▸ WHAT IS BEING ASKED
Transcribe each line exactly.

▸ PROVIDED MATERIAL
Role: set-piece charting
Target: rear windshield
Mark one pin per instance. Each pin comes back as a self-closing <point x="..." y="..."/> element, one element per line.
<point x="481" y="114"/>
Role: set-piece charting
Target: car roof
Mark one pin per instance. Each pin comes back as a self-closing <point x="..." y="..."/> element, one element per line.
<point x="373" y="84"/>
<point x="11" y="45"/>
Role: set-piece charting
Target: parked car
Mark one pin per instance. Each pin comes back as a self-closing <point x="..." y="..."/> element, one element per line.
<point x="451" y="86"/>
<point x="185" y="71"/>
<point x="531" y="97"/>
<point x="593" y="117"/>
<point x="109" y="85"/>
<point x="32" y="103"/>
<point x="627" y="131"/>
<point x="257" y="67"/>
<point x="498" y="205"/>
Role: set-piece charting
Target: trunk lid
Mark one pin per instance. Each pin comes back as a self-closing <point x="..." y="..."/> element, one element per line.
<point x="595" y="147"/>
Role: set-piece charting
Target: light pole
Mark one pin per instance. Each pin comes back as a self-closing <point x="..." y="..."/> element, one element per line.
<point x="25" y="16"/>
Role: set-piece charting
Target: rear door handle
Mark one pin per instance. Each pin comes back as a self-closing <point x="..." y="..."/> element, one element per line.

▸ FULL OUTPUT
Role: set-piece charting
Target: rear windshield
Mark one pin per instance. Each pin comes back as a self-closing <point x="..." y="..."/> element, one element per line.
<point x="481" y="114"/>
Role: set-piece charting
Target: car roof
Mark one pin per instance. Each pin comes back as a self-closing <point x="..." y="..."/> element, one element per line.
<point x="373" y="84"/>
<point x="11" y="45"/>
Role: set-piece charting
Target: parked car
Mark one pin per instance. Each pin comes back as a self-closing <point x="..." y="..."/> element, one element per line.
<point x="451" y="86"/>
<point x="185" y="71"/>
<point x="531" y="97"/>
<point x="593" y="117"/>
<point x="109" y="85"/>
<point x="32" y="103"/>
<point x="627" y="131"/>
<point x="257" y="67"/>
<point x="498" y="205"/>
Role: set-piece charting
Target: trunk lid
Mark one pin per instance. Each pin comes back as a self-closing <point x="..." y="..."/> element, one element per line.
<point x="595" y="147"/>
Role: set-piece charting
Target: light pole
Mark one pin per instance. Each pin comes back as a self-closing <point x="..." y="..."/> element, one element per line.
<point x="25" y="16"/>
Role: set-piece charting
Target: rear door handle
Mark one pin per instance. Each pin comes back as a self-closing <point x="..." y="..."/> element, one element per line.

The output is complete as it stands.